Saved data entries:
· · · · ·

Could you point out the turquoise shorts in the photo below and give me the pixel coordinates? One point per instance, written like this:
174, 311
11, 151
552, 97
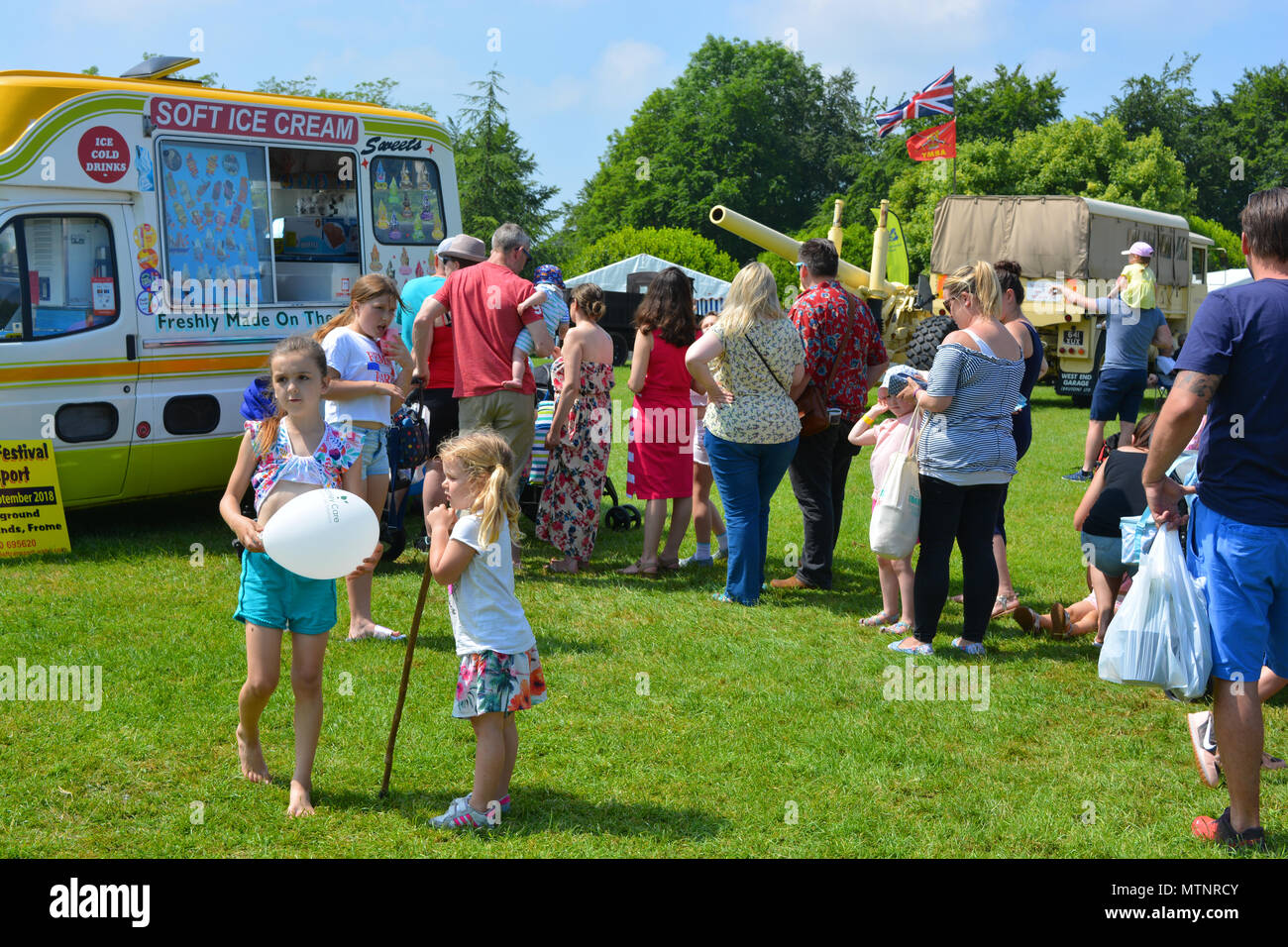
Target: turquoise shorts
375, 451
273, 596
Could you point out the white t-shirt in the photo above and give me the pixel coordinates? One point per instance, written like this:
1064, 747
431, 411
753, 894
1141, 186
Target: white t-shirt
359, 359
485, 615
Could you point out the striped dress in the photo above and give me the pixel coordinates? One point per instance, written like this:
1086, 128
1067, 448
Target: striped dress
971, 442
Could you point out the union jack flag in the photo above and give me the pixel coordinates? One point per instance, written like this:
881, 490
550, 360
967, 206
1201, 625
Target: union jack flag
934, 99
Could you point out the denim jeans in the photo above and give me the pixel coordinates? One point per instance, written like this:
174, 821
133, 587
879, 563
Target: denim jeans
818, 472
747, 476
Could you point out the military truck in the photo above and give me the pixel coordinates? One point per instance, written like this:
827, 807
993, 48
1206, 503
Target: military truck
1056, 240
1074, 241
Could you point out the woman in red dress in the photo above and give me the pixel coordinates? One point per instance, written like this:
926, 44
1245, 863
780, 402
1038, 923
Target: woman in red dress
660, 454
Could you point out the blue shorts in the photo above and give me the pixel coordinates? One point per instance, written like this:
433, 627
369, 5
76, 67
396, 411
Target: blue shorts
1119, 393
1245, 570
273, 596
1107, 554
375, 451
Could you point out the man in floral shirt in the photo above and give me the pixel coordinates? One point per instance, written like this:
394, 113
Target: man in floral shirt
822, 463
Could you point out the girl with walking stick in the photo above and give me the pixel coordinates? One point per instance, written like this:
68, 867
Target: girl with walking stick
500, 672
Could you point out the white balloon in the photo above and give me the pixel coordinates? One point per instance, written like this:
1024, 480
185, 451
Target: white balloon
322, 534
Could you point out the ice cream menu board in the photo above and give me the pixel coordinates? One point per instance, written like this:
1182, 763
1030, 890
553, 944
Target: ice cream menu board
210, 219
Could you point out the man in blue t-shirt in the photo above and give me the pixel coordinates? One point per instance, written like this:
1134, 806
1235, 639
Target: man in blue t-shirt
1233, 369
1124, 373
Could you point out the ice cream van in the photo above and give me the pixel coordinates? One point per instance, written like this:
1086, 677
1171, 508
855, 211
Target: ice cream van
158, 237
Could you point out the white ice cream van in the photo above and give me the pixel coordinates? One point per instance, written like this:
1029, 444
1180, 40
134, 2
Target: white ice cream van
158, 237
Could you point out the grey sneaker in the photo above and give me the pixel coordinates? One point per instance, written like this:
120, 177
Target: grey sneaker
695, 561
460, 815
505, 802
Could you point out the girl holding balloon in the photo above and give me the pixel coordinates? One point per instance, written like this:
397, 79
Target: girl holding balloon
500, 671
286, 455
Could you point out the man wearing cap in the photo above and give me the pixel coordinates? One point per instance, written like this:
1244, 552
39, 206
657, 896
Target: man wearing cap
483, 302
1232, 372
439, 368
1132, 325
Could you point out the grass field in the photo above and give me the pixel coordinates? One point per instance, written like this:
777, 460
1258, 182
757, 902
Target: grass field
675, 725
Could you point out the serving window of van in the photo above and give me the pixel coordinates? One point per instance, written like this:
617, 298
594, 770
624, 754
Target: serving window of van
281, 218
406, 201
56, 275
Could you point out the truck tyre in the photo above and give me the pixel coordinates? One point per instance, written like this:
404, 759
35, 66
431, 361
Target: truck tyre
926, 339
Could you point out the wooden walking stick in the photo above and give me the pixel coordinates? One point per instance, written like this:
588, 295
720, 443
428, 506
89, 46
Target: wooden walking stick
402, 688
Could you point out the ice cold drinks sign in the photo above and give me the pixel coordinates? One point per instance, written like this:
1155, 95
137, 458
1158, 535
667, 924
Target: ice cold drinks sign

· · · · ·

● Problem to solve:
Write out all the records again, exactly, minus any pictures.

● Reply to the task:
Could you point out the turquoise shorts in the photo below and give me the pixel coordinates? One point per instance, written like this:
174, 311
11, 151
552, 97
Target: turquoise shorts
375, 451
273, 596
Could you point out the white t-shirt in the photo above and give me the pixel coordinates? One point per instance, written like this:
1064, 747
431, 411
753, 894
1141, 186
Target: white t-shirt
359, 359
485, 615
Could you point out the striped dress in the photo above and give me the pixel coordinates? One point per instance, written like this:
1086, 128
1067, 448
Target: striped dress
971, 442
Could you point out the union jack flag in the photo above and give me the pixel coordinates? One point per instance, written like this:
881, 490
550, 360
967, 206
1201, 625
Target: union jack flag
934, 99
Could you point out the denim jeans in the photo above and give me the pixel coordinates? One point per instance, written like this:
174, 821
133, 587
879, 563
Target: denim jeans
818, 472
747, 476
Could you point out the military truck in the photo above and give me the pixel coordinates? One point per instance, written like this:
827, 807
993, 48
1206, 503
Target: military truck
1056, 240
1074, 241
Could you point out the woman in red dress in the photo above and give me the pixel coordinates? One point per instance, written like this:
926, 44
1245, 863
780, 402
1038, 923
Target: woman in red dress
660, 454
Could you point out the blue shorts in the photo above and give me the pixel coordinates? One point per instance, written like this:
433, 627
369, 5
76, 67
396, 411
Target: blue shorts
1119, 393
1245, 570
273, 596
1107, 554
375, 451
Could you point out the man in floral shirt in the photo above and give me the pixel coordinates? One point per instance, written like this:
394, 113
Target: man in floral shirt
822, 463
Could you point out the girl with walking stick in the photo above and give me the pixel coordinates? One point per instance, written like this:
68, 867
Target: girl with walking stick
500, 672
Could you point out the white balloon in the photo above and give me the pixel coordinates? One point per instance, written like this:
1024, 480
185, 451
Target: white balloon
322, 534
Could you point out the ice cream menu board in the photo above and give me the pixel coordinates? One point per instance, written like this:
1182, 763
1030, 890
553, 944
Target: ice cream menu board
210, 219
Could you point out the man in blue t-shirt in the photo above and give me the pixel coordinates? One point per instance, written like this:
1134, 806
1235, 639
Target: man in blue t-shirt
1233, 369
1124, 373
Could you point out the ice cream van in the photo above and give me the pixel coordinates? One point per instance, written like this:
1086, 677
1171, 508
855, 211
Target: ice cream van
158, 237
Could you point out the white ice cream van in the photo above and give me the pixel coordinates? One point per instance, written like this:
1029, 444
1180, 40
134, 2
Target: white ice cream van
158, 237
Could you point out the grey sneaker in the photo above and give me the pixel coordinates? One point per instance, written like this:
120, 177
Target: grey sneaker
695, 561
460, 815
505, 802
Could you point out the girl holding balloon in the photo above and give me the pixel coordinates? One point per instance, written like this:
397, 79
Target: girl holding balloon
500, 671
286, 455
Could you point out the man wearing cap in the photo above and give me the pixel coordinates? One point per instance, written like this:
1244, 552
39, 206
657, 896
Target: man wearing cap
483, 302
1232, 372
439, 368
1132, 325
Could you point out the grass field in the photo above and give me the pixel coordinates? One point per instance, written like this:
777, 460
1258, 182
757, 902
Target: grass field
675, 725
Could you point out the serving window of van in the photo above and give me the pixel coordinates? One point per instance, written like this:
617, 298
594, 770
624, 754
Target: serving window of van
281, 218
406, 201
56, 275
Could you point out the truck tyre in the photo above and give me the pixel coordinates? One point per instance, written like this:
404, 759
35, 66
431, 361
Target: truck tyre
926, 339
Could you point out the wooden walking stick in the photo above and give me the pixel coordinates? One point per instance, written like this:
588, 295
720, 443
428, 506
89, 46
Target: wooden walking stick
402, 688
Could you point out the ice cold drinks sign in the photo above and give me the pixel coordinates? One point per instance, written like this:
1155, 95
137, 458
1158, 535
667, 924
Target: ice cold drinks sign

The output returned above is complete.